## Exercise description
Count the lines in the material below that contain the string "pink", treating uppercase and lowercase as different. Reply with the number alone.

## Record list
^^^^^^^^^^^^^^^^
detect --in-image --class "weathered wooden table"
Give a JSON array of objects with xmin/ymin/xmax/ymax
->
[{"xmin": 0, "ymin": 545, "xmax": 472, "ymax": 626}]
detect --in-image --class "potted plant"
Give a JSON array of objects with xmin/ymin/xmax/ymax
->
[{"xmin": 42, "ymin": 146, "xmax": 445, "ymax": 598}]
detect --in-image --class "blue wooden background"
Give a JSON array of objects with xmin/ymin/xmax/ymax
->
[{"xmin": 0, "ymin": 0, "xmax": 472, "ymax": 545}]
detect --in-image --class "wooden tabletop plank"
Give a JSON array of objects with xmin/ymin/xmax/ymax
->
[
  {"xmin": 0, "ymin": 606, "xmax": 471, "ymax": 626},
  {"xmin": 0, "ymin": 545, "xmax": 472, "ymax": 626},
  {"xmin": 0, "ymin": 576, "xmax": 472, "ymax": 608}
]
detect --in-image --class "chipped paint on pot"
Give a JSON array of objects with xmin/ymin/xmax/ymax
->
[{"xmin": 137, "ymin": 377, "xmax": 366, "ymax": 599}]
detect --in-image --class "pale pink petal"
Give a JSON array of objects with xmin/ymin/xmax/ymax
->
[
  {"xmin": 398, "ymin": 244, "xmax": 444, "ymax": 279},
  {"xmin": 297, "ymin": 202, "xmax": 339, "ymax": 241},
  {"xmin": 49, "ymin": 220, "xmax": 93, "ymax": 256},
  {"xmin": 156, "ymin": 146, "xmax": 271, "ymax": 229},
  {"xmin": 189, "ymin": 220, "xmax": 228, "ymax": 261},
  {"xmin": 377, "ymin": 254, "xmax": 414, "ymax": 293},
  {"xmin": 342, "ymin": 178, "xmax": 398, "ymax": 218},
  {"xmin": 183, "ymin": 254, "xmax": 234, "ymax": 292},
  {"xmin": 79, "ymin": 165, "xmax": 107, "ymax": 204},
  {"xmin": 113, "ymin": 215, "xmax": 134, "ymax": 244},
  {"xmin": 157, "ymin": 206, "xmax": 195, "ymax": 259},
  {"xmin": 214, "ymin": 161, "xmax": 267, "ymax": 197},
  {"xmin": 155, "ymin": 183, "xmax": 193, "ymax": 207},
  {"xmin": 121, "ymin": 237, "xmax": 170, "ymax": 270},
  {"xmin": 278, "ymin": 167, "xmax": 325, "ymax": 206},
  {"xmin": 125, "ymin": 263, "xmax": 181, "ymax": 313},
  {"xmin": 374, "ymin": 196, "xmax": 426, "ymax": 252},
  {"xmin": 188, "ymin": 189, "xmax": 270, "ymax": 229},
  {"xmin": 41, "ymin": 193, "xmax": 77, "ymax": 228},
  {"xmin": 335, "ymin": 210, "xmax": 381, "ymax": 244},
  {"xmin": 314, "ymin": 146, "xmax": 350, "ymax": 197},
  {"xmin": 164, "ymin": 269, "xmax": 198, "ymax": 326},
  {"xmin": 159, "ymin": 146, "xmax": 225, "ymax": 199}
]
^^^^^^^^^^^^^^^^
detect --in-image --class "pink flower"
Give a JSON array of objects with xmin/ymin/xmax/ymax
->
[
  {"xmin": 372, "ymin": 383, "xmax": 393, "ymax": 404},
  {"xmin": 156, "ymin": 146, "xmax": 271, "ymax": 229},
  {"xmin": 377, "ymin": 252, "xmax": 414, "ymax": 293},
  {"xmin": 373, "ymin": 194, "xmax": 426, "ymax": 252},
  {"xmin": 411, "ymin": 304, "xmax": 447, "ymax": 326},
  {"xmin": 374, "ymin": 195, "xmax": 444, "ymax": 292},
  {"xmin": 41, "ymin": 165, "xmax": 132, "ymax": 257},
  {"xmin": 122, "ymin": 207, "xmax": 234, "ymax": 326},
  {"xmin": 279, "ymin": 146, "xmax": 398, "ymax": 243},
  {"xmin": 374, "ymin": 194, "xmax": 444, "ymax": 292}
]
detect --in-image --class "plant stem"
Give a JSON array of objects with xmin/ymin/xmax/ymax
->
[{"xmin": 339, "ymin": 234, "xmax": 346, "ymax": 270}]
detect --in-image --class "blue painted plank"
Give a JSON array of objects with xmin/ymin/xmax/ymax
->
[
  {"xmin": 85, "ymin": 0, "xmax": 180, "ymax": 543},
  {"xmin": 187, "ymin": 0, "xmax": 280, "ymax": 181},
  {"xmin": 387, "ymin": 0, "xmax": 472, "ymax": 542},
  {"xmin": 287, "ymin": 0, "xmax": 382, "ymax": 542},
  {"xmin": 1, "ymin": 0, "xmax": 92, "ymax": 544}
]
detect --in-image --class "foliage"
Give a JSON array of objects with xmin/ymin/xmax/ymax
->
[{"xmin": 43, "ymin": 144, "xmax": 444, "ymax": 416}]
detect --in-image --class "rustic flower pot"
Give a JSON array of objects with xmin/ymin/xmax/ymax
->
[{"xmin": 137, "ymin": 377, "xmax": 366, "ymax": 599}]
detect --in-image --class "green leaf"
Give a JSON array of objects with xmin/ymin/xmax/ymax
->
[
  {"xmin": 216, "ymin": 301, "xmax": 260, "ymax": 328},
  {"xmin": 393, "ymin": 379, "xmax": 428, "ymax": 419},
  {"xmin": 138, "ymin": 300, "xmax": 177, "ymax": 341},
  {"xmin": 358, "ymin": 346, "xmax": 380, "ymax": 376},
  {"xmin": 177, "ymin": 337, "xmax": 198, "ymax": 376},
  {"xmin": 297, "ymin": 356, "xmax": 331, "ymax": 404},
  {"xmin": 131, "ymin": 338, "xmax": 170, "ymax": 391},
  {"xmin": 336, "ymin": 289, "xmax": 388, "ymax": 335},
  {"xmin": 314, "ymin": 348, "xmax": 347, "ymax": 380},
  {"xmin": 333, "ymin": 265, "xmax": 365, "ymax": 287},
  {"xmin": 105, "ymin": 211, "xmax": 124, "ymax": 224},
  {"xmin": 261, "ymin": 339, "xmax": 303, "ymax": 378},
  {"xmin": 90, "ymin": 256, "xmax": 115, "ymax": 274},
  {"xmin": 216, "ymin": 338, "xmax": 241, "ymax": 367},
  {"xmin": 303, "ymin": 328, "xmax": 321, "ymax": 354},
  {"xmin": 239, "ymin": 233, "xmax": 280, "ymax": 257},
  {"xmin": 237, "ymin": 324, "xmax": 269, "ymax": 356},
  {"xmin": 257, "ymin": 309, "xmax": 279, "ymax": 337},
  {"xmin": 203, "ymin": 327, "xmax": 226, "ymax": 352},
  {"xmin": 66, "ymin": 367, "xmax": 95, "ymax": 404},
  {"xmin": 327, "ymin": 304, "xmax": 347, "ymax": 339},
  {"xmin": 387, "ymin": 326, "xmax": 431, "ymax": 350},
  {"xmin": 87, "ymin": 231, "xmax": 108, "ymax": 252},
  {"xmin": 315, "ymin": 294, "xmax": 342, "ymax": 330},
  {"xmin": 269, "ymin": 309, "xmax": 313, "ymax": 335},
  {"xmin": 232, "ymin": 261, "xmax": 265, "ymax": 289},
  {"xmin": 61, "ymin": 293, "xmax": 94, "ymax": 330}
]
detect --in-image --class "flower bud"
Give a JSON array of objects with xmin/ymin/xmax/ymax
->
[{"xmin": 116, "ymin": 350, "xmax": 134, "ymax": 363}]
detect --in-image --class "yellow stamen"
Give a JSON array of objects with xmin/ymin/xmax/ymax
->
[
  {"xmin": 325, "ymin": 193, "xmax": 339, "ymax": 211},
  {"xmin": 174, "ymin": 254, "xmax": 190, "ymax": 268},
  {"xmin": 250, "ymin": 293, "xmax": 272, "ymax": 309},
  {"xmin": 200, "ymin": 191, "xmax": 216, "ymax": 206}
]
^^^^^^^^^^^^^^^^
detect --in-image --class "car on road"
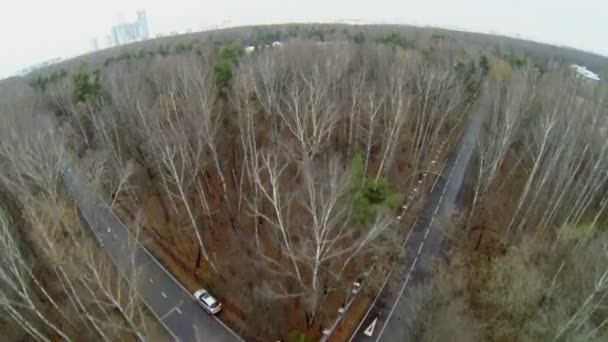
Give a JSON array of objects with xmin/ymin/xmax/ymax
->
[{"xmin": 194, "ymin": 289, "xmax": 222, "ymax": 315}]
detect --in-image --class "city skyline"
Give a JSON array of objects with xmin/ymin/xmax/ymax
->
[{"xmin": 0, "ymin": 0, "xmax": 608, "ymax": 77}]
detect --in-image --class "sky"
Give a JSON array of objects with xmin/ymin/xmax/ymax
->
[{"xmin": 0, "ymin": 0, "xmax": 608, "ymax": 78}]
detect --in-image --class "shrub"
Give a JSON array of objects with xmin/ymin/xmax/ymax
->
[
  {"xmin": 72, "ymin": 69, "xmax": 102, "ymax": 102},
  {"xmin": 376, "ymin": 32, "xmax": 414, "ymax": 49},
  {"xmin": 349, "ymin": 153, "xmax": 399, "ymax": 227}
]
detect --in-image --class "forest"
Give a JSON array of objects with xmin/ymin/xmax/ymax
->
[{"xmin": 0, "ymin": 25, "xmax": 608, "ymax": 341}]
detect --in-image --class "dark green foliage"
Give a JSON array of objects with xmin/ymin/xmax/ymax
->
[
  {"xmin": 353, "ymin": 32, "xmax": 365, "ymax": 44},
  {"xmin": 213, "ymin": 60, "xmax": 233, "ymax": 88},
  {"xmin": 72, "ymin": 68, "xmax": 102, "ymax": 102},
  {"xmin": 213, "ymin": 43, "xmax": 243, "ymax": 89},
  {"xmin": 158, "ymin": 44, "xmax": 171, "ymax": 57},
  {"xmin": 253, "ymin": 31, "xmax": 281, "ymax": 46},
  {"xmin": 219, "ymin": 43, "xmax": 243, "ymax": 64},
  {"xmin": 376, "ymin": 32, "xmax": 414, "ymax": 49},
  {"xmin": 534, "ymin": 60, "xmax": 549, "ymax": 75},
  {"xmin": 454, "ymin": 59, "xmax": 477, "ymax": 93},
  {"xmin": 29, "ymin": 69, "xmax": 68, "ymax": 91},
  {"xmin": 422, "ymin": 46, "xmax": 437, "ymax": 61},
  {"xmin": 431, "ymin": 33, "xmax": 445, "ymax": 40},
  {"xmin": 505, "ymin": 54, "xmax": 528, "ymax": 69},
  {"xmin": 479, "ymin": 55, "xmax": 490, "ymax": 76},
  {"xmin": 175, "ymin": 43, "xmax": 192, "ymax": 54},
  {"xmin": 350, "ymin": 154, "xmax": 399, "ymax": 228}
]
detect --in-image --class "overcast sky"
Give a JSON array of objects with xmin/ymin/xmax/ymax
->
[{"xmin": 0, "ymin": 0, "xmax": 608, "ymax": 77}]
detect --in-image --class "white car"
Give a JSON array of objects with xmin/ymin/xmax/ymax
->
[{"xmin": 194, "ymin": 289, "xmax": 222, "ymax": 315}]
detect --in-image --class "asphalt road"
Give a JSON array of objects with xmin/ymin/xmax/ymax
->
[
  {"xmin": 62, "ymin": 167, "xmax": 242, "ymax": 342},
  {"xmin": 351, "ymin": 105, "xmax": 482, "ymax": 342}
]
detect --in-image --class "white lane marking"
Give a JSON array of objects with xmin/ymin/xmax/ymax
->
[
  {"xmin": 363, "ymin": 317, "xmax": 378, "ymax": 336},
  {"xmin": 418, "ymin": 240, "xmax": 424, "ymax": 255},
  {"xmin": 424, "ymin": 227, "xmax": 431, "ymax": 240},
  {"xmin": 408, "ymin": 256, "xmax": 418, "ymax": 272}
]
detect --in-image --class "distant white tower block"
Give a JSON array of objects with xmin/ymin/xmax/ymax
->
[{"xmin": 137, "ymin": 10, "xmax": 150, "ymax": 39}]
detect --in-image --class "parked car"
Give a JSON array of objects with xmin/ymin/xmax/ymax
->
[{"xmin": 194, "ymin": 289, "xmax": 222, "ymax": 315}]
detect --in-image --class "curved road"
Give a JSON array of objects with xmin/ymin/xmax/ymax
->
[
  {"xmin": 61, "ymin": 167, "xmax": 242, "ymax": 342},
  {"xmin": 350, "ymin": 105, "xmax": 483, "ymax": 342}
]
^^^^^^^^^^^^^^^^
## Result for this task
2